:: OPIS ZADANIA ::
Przepisz bez zmian wiersze wykazu, zaczynając od wiersza zawierającego „stem and report the pixel coordinates.”, a kończąc na ostatnim wierszu wykazu.

*****

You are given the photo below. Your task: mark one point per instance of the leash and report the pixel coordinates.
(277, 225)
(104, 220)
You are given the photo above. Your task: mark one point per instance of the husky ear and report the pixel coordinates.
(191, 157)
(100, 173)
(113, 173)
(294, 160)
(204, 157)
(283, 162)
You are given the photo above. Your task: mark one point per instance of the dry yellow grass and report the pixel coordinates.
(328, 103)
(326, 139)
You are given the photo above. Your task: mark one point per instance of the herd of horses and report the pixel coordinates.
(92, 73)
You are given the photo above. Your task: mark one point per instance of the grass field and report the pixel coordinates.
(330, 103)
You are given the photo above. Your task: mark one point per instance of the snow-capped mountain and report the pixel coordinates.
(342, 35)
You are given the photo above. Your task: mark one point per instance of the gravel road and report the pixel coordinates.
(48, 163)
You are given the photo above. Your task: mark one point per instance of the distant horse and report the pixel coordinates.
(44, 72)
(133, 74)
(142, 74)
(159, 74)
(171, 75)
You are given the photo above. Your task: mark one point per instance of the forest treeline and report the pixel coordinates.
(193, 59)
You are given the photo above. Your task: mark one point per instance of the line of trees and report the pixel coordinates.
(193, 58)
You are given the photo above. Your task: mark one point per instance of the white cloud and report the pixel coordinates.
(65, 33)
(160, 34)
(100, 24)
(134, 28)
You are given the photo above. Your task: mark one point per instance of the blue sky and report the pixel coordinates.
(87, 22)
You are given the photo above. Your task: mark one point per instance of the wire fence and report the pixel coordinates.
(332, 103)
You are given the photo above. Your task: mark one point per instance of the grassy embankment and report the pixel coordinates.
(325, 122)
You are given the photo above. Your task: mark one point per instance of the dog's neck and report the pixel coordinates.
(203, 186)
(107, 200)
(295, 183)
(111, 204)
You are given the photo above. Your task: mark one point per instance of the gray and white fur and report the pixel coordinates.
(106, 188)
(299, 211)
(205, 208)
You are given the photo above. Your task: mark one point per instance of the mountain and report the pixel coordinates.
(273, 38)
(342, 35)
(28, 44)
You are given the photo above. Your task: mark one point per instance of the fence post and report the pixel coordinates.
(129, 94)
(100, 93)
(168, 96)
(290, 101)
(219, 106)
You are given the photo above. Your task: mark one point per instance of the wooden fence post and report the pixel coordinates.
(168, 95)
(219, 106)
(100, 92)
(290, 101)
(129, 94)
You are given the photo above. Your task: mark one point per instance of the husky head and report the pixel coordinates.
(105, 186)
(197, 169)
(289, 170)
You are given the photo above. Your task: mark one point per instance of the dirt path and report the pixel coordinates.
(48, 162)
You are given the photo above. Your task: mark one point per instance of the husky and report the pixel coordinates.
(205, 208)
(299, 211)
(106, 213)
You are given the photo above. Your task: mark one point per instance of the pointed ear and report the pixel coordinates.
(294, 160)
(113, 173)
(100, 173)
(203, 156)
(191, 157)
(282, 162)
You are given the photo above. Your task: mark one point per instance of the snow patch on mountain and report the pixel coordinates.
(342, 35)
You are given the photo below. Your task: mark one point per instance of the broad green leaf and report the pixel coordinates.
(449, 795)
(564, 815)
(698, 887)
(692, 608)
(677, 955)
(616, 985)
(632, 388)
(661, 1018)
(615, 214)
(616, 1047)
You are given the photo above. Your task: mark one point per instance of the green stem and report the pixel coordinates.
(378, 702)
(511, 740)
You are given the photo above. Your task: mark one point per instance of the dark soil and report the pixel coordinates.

*****

:: ROZWIĄZANIE ZADANIA ::
You are given the photo above. Your task: mark one point per instance of the green stem and report the pixel coordinates.
(378, 702)
(511, 740)
You are given the photo above. Your task: mark one point per instance of the dark soil and report the pixel coordinates.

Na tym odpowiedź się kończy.